# Problem statement
Summarize the forum thread on finding the top five words by occurrence in two sentences.

----- Text segment

Re: Top five words by occurrence
by jimbojones (Friar) on Jul 18, 2005 at 16:54 UTC
    Hi,

    You might also want to look at Text::ExtractWords. I haven't used it, but it looks like it does what you want.

    - j

Re: Top five words by occurrence
by halley (Prior) on Jul 18, 2005 at 17:08 UTC
    While the code to do this sort of thing is very simple, you might find it even simpler to try Data::Favorites. The timestamping features might be superfluous for your needs.

    --
    [ e d @ h a l l e y . c c ]

Re: Top five words by occurrence
by jacques (Priest) on Jul 18, 2005 at 17:04 UTC
    Have you heard of the Unix program called uniq?

    It might help you here. (You can also pipe its output to a perl one-liner if you need more flexability.)

Re: Top five words by occurrence
by Anonymous Monk on Jul 19, 2005 at 11:04 UTC
    Is this because I am using split? Is there a better way to go about this.
    Yes. You're splitting on whitespace, and there's no whitespace between uncomfortable and its following comma. Instead of splitting on whitespace, you might want to extract sequences of word characters - instead of
    my @words = split;
    you'd write:
    my @words = /\w{5,}/g;
    with the added benefit of not having to test of word length anymore, you're extracting words consisting of at least 5 characters.
    I am sure I will start missing words that have apostrophes too.
    Indeed. Extracting word characters will miss words containing apostrophes. Or hyphens. Extracting words from a random text, where the words can contain punctuation is not a trivial thing to do.

    A'mous-Monk

----------
----- Raw data

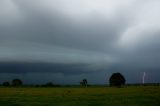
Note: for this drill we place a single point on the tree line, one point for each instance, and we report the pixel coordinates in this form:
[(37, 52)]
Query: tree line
[(116, 79)]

----------

# Task result
Replies suggest trying the Text::ExtractWords or Data::Favorites modules, or the Unix program uniq, whose output can be piped to a Perl one-liner. One reply explains that splitting on whitespace fails because no whitespace separates a word from a following comma, recommends extracting sequences of at least five word characters with /\w{5,}/g, and warns that this will miss words containing apostrophes or hyphens.